▸ **Extract to read**:
- - -
We been talking for 3 months now and I know he has stronger feelings then I have for him but it's the most I felt for anyone. Its my first time experiencing this stuff as I'm only 19. I can't stop thinking of him. For some reason, I started yearning to meet him irl. I feel like I'm on a roller coaster as my feelings are up and down. Btw, I should point out that we video chat many times and were pass the point of trust issues.

I know he would be hurt if I dated someone else, but he would still respect my decisions but he said it would be very hard to move on. I would feel the same for him as well if he dated someone else. But believe it or not, he's the most happiest thing that ever happen to me which sounds like crazy talk to me. I really think of him a lot and he cares for me. I know my feelings aren't strong as his feelings are for me, but I my never meet anyone else as him. I'm a suicidal person and I don't expect a lot from the future, but ever since we started chatting I started seeing myself with goals and talking to him sometimes gives me motivation for something great in life. I already got attached to him.
- - -
▸ **Excerpted data**:
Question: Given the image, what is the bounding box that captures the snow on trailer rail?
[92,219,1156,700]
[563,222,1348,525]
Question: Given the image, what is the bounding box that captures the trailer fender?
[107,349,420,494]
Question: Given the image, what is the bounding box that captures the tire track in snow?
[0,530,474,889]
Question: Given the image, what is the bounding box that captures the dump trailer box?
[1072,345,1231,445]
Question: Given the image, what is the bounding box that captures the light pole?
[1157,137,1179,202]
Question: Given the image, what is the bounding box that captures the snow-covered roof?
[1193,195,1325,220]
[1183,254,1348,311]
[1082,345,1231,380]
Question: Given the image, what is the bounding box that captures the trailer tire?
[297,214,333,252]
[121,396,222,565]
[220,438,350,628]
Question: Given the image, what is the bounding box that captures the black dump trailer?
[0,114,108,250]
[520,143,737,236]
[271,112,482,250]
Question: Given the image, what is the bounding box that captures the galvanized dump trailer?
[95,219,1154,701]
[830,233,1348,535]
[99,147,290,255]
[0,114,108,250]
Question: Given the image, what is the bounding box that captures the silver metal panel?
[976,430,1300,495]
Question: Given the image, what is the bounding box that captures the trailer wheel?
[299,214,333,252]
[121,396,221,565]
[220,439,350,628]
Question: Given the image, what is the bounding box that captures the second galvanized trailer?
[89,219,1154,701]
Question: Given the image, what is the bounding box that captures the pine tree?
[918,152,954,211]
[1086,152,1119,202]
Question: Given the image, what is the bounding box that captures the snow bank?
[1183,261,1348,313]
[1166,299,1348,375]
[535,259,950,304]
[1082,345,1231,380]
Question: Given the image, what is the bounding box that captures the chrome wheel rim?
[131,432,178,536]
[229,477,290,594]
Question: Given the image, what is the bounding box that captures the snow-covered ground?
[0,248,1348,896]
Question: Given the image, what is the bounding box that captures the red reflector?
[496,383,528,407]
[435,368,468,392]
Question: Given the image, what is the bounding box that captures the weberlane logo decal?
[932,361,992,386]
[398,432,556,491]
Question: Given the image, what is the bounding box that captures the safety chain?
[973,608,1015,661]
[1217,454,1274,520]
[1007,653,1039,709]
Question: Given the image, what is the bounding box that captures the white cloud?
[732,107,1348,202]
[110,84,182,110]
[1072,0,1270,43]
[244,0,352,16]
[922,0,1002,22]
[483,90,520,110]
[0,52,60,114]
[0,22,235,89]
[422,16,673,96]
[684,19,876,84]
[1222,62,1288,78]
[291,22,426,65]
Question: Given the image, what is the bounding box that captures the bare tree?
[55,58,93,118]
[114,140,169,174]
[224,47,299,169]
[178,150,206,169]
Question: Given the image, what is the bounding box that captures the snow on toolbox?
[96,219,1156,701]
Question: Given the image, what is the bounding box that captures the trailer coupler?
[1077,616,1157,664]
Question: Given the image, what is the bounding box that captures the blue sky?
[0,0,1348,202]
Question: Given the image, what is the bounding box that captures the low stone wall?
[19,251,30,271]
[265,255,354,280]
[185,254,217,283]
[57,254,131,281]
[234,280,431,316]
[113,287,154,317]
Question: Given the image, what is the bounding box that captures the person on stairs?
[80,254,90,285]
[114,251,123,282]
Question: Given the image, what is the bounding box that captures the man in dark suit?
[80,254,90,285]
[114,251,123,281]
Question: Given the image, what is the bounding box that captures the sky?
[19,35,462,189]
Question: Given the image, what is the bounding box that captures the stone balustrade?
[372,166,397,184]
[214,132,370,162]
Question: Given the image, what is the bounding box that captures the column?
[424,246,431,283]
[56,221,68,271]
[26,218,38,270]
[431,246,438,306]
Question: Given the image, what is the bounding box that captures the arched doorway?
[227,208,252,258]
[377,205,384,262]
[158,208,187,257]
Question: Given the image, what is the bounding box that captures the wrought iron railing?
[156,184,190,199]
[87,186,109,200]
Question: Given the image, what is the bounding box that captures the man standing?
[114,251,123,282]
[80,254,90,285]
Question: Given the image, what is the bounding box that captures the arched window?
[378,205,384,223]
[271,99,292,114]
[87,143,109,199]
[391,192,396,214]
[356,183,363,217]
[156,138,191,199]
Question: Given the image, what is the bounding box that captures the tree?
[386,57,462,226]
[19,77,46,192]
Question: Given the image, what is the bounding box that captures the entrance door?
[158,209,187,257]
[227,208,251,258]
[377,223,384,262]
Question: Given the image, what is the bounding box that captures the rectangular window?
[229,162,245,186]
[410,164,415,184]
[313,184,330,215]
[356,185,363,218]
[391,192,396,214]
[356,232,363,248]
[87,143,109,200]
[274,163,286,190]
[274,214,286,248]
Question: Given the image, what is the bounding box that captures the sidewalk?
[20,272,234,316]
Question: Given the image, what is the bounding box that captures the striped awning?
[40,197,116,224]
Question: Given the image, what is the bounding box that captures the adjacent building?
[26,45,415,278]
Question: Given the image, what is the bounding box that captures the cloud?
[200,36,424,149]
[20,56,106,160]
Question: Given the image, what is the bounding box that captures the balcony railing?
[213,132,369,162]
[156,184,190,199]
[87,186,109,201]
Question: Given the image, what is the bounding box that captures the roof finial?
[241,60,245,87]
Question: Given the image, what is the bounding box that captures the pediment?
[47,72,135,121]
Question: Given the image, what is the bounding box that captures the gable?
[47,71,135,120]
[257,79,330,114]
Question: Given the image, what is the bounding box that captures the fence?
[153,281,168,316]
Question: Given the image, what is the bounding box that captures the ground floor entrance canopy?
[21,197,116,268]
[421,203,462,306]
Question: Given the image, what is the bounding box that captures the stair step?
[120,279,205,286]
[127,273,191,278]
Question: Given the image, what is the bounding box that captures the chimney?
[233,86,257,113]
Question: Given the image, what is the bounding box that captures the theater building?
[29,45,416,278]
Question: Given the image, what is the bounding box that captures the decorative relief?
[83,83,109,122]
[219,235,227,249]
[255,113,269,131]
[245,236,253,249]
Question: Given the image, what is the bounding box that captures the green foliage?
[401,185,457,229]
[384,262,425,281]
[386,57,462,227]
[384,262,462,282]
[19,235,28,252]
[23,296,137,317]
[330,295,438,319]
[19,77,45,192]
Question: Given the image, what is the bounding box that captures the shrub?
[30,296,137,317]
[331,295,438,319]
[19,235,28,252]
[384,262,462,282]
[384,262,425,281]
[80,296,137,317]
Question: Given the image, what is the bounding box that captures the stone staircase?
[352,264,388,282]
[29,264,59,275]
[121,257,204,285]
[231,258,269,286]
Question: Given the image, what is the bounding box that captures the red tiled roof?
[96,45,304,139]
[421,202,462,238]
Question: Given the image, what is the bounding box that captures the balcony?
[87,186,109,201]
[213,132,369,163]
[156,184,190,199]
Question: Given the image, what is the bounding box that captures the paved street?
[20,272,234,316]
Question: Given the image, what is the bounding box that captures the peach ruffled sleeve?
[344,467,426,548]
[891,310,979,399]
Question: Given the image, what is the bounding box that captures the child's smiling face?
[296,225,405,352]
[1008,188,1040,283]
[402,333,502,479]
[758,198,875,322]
- - -
▸ **Actions to take**:
(A) Rescale the bounding box coordinates in the entries, beginning at the line that has "the safety chain?" and stopping after the line that has "[96,219,1156,701]". Write out every line in that span again with its wording unchanged, and multiply each coordinate by 1.9, rounding to a whole number with halves rounded up.
(B) Continue the post about growing attached to someone met online, starting right after its final sentence.

▸ **Answers to the tasks**:
(A)
Question: Given the image, what is the bounding box that captures the safety chain?
[1849,1155,1929,1256]
[2312,863,2421,988]
[1913,1241,1974,1347]
Question: Given the image, what is the bounding box that captures the white cloud?
[1391,203,2561,384]
[209,160,346,209]
[2037,0,2413,82]
[464,0,669,30]
[1752,0,1904,42]
[918,171,988,209]
[0,99,114,217]
[0,42,447,169]
[802,30,1279,182]
[1300,36,1664,160]
[2322,118,2447,148]
[553,42,809,124]
Question: Given the image, what is the bounding box that captures the bare tree?
[105,110,177,224]
[217,266,321,331]
[426,89,568,321]
[338,285,391,321]
Question: Given the image, what is the bounding box that captures the snow on toolbox?
[182,416,2196,1332]

(B)
I sometimes feel I'm wasting his time, although he really wants me. I just never met anyone who cares so much about me. I'm confuse about my feelings for him. Sometimes I just miss him so much. Sometimes, I'm neutral about him. Other times, I feel like I love him. I even imagine hugging him. What is this feeling? DO I have to think of him all the time as cheesy that sounds?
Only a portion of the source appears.